▸ DIRECTIONS FOR THIS TASK: Word for word, reproduce every record in the listing below.

▸ DATA UNDER STUDY:
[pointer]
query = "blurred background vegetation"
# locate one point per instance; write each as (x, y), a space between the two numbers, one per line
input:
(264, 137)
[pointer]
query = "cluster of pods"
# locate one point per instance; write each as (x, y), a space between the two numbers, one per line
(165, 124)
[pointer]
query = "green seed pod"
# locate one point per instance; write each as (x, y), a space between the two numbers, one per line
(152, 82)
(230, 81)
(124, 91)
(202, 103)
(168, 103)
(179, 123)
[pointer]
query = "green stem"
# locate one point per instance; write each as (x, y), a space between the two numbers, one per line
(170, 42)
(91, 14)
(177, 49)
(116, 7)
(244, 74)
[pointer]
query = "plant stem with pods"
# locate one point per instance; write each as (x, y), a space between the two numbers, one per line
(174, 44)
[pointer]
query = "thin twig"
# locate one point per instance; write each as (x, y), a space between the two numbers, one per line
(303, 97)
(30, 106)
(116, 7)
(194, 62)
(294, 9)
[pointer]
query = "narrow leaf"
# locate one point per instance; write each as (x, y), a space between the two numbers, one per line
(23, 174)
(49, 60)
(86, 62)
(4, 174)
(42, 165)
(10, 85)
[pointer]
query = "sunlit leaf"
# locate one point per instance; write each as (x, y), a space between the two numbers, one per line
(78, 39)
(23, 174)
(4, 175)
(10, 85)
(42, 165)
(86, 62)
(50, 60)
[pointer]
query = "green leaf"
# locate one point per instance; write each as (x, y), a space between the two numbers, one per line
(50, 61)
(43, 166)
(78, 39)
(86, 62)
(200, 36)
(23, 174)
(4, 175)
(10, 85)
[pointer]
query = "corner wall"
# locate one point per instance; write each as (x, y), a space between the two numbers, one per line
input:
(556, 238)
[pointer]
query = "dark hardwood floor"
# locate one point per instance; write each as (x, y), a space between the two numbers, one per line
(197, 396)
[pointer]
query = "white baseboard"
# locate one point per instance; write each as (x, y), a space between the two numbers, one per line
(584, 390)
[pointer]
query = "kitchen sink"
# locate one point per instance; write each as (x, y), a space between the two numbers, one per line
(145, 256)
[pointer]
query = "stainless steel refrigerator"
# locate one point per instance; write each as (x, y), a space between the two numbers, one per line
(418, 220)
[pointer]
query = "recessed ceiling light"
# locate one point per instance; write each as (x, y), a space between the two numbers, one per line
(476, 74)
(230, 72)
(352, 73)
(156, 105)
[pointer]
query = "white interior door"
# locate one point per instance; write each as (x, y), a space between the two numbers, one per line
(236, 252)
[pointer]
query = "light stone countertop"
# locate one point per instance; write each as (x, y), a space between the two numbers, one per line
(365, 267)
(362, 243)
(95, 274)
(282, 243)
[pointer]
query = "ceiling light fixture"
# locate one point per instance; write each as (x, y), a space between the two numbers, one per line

▸ TASK SOLUTION:
[pointer]
query = "blurred background vegetation"
# locate one point per instance; write each as (x, y), a space between the two numbers, one per line
input:
(264, 137)
[pointer]
query = "cluster of pods"
# locate one point per instance; write each as (x, y), a space between the two numbers, one per line
(165, 124)
[pointer]
query = "green seed pod"
# locate one point per instance; write each as (x, y), a space between the two numbers, one per line
(152, 82)
(230, 81)
(124, 91)
(202, 103)
(168, 103)
(179, 123)
[pointer]
query = "green stem"
# locate one point per instance; write each as (x, y), a space between the two numbers, one per line
(170, 42)
(91, 14)
(177, 49)
(116, 7)
(244, 74)
[pointer]
query = "plant stem with pods"
# locate one point per instance; write each as (x, y), a space between the two numbers, one per line
(174, 44)
[pointer]
query = "thin twig"
# locate one point per instance; write each as (x, y), a space between the two numbers, one per line
(303, 97)
(30, 106)
(116, 7)
(194, 62)
(294, 9)
[pointer]
query = "narrow leaf"
# locate one point per instance; write each as (x, y), a space between the two numbers, one per line
(23, 174)
(49, 60)
(86, 62)
(4, 174)
(42, 165)
(10, 85)
[pointer]
query = "sunlit leaf"
# locate one point per instance; write each as (x, y), a space between the two numbers, one per line
(78, 39)
(23, 174)
(4, 175)
(10, 85)
(42, 165)
(86, 62)
(50, 60)
[pointer]
query = "green leaf"
# locate one point per instance; write each as (x, y), a space between the two numbers, one per line
(50, 61)
(43, 166)
(78, 39)
(86, 62)
(200, 36)
(23, 174)
(4, 175)
(10, 85)
[pointer]
query = "corner wall"
# locate one point per instance; write each as (x, y), a space between the two numbers, one per line
input:
(556, 238)
[pointer]
query = "dark hardwood floor"
# locate one point per instance; write each as (x, y), a space between the two numbers, one per line
(197, 396)
[pointer]
query = "white baseboard"
# locate one point per instance; write each as (x, y), a space between the two numbers, one per line
(584, 390)
[pointer]
query = "kitchen sink"
# locate one point per instance; write each as (x, y), a space between the two numbers, one per line
(145, 256)
[pointer]
query = "stainless steel refrigerator"
# locate one point per instance; write each as (x, y), a space between the two numbers, one per line
(418, 220)
[pointer]
query = "recessed ceiling light"
# locate one point per instance; write each as (x, y), a space between the two numbers, one per line
(476, 74)
(230, 72)
(352, 73)
(156, 105)
[pointer]
query = "white interior door"
# locate one point per instance; write each as (x, y), a space between the two numbers, one per line
(236, 252)
[pointer]
query = "light stone countertop"
# locate one point per instance; write each as (x, y), a space between the two numbers, one per line
(365, 267)
(362, 243)
(95, 274)
(282, 243)
[pointer]
query = "ceiling light fixture"
# locate one point per instance; write each as (x, y), a space between the two numbers, one per line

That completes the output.